Opinión | Soserías
Burundanga
Un método para disimular la omnipresencia en nuestra España de la incompetencia, de la indecencia y de la pestilencia
Como es habitual, voces venenosas denuncian constantemente el caos en el que están instalándose los acontecimientos políticos en España.
Como observador atento de ellos, me parece que son ganas de tergiversar y de criticar por criticar. Y eso no se lo merecen quienes no viven porque se desviven por nuestro bienestar.
Nadie parece darse cuenta de que ese pretendido caos es la alfombra mágica encima de la que viajan los ingredientes más amenos de la convivencia.
¿O es que añoramos aquella otra de seriedad borriquil en la que se llegaban a tediosos acuerdos constitucionales o a pactos monclovitas? ¿Echamos de menos a aquel sindicalista que vestía jersey con olor a cárcel?

☆ ☆ ☆

## Tarea A
Responde según la columna:
(i) ¿Cómo se llama la sección de opinión en la que se publica?
(ii) ¿Qué es, según la columna, ese pretendido caos?
(iii) ¿A qué olía el jersey del sindicalista?
## Tarea B
Vuelve a escribir la columna desde "Opinión | Soserías" hasta "de la convivencia.".
## Tarea C
Prolonga la columna sobre el supuesto caos político en España a partir del punto en que termina.
Las entradas no hacen falta para resolver nada de lo que se pide.

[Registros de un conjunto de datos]
☆ ☆ ☆

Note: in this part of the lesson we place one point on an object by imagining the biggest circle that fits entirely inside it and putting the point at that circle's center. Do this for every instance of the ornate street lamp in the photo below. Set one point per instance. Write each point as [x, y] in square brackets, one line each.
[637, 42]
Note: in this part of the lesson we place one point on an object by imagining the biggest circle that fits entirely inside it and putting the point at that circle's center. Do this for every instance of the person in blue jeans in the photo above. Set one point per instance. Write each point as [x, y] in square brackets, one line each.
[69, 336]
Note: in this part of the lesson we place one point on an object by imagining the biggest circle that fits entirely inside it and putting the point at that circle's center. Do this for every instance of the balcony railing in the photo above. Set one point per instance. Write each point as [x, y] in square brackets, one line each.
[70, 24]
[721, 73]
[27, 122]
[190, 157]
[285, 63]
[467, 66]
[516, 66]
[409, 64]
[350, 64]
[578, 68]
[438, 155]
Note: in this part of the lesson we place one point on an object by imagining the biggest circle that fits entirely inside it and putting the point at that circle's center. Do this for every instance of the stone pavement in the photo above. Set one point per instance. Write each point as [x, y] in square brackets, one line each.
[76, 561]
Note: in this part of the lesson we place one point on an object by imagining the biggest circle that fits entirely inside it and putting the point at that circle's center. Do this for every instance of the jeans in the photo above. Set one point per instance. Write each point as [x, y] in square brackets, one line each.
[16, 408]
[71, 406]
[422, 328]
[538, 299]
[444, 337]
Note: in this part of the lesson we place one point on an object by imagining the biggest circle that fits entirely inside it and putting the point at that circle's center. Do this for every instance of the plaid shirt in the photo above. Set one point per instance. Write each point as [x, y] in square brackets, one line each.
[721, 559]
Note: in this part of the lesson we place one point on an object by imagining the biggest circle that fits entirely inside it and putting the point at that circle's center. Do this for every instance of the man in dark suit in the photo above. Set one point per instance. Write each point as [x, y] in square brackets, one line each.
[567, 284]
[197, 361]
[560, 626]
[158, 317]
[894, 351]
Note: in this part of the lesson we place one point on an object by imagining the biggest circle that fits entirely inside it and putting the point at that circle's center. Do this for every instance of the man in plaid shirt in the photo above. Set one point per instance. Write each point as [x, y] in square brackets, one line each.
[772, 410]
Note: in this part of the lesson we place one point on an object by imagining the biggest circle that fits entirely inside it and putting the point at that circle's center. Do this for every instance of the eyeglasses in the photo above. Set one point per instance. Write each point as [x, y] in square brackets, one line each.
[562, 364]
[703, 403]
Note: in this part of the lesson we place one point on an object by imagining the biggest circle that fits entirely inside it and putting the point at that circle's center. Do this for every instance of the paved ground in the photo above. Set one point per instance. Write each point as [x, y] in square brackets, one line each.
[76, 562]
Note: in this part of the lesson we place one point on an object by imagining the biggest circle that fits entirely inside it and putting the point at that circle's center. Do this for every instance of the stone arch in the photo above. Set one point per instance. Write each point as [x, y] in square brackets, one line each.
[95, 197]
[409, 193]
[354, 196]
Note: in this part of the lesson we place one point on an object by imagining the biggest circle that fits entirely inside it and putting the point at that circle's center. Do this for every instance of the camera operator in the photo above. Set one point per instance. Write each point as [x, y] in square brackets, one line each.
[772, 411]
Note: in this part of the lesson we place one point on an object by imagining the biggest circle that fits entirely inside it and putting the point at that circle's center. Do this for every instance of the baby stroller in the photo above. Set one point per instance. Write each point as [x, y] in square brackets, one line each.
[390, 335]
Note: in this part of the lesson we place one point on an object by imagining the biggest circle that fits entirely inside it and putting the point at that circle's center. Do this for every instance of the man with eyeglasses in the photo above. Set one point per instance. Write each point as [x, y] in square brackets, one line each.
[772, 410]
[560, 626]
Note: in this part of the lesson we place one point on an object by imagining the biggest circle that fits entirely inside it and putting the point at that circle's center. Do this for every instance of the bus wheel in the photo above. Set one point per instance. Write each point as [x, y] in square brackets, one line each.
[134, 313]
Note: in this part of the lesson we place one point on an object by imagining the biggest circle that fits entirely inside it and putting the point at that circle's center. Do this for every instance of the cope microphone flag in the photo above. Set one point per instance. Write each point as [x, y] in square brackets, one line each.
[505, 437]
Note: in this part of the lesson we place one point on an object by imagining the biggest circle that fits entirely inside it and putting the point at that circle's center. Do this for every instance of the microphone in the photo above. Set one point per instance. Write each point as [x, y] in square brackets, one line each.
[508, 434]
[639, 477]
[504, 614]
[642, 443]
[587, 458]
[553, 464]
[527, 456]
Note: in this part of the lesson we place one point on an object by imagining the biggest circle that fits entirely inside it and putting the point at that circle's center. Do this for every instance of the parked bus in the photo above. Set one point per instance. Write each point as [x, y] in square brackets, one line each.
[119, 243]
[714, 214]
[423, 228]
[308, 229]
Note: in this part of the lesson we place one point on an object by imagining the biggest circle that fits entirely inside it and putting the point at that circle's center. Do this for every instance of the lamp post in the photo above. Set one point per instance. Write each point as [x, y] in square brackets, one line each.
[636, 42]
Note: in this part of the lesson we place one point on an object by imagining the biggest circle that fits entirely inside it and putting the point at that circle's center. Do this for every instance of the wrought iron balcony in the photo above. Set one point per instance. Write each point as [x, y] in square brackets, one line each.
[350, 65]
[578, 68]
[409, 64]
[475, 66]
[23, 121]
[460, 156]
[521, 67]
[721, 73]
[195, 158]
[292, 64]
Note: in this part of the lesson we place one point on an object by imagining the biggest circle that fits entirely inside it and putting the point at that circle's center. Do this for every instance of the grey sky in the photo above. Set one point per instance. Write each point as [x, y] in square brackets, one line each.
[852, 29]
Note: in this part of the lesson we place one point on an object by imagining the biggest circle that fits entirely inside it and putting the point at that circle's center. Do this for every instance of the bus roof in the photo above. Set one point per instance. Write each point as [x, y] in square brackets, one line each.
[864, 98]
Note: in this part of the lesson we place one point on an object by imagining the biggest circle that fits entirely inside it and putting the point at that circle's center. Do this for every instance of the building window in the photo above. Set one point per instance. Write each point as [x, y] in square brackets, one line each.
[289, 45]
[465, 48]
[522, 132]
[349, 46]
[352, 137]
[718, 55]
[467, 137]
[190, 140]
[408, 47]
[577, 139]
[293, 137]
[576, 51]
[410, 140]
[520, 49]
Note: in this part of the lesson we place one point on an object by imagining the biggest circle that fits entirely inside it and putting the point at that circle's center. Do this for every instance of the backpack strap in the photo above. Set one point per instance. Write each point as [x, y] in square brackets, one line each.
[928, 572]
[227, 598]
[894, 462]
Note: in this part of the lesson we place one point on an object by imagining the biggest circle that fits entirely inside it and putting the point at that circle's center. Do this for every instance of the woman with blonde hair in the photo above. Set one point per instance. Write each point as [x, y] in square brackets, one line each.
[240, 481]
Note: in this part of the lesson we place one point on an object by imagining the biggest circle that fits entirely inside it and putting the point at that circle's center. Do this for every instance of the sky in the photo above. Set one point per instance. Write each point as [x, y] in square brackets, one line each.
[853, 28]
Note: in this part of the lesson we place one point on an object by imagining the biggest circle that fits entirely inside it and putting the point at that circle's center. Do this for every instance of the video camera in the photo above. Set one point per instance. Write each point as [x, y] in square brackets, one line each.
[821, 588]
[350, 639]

☆ ☆ ☆

## Respuesta A
(i) Soserías.
(ii) La alfombra mágica encima de la que viajan los ingredientes más amenos de la convivencia.
(iii) A cárcel.

## Respuesta B
Opinión | Soserías
Burundanga
Un método para disimular la omnipresencia en nuestra España de la incompetencia, de la indecencia y de la pestilencia
Como es habitual, voces venenosas denuncian constantemente el caos en el que están instalándose los acontecimientos políticos en España.
Como observador atento de ellos, me parece que son ganas de tergiversar y de criticar por criticar. Y eso no se lo merecen quienes no viven porque se desviven por nuestro bienestar.
Nadie parece darse cuenta de que ese pretendido caos es la alfombra mágica encima de la que viajan los ingredientes más amenos de la convivencia.

## Respuesta C
Y lo que es ya definitivo: ¿queremos volver a la época en la que los ministros habían terminado el bachillerato con toda la carga de prejuicios que este llevaba consigo? Pues ¿qué decir de aquellos altos cargos que habían triunfado en oposiciones repitiendo como cotorras temarios ideados por las derechas más extremas? ¿No fueron todos esos años estériles como un busto de escayola?
Convengamos en que era aquella una época reumática, definitivamente tullida.
Frente a ese monótono panorama poblado de verdades llenas de carcoma, verdades apestosas y como de calderilla, hoy se alza el mundo del embrollo creativo, la minuciosidad en el desorden, la caradura en los másteres y en las cátedras y, sobre todo, la utopía del caos, o sea, de la burundanga, expresión esta más fosforescente.
A esta, a la burundanga, preciso es instalarla en un pedestal de respeto, en una hornacina de veneración y declararla santa o virgen tutelar de nuestros anhelos.
Hay que abrir un expediente –como se hace en el Vaticano con los seres virtuosos– para llevar a la burundanga a ese lugar de privilegio en el que las ideas se expresan lúcidas y en manojos ubérrimos.
Porque la burundanga es un cofre relleno de hallazgos. No hallazgos estáticos, petrificados en saberes tradicionales, atávicos y polvorientos, perversamente inclinados a la apatía y a la desgana que son las contumaces enemigas del pensamiento visionario.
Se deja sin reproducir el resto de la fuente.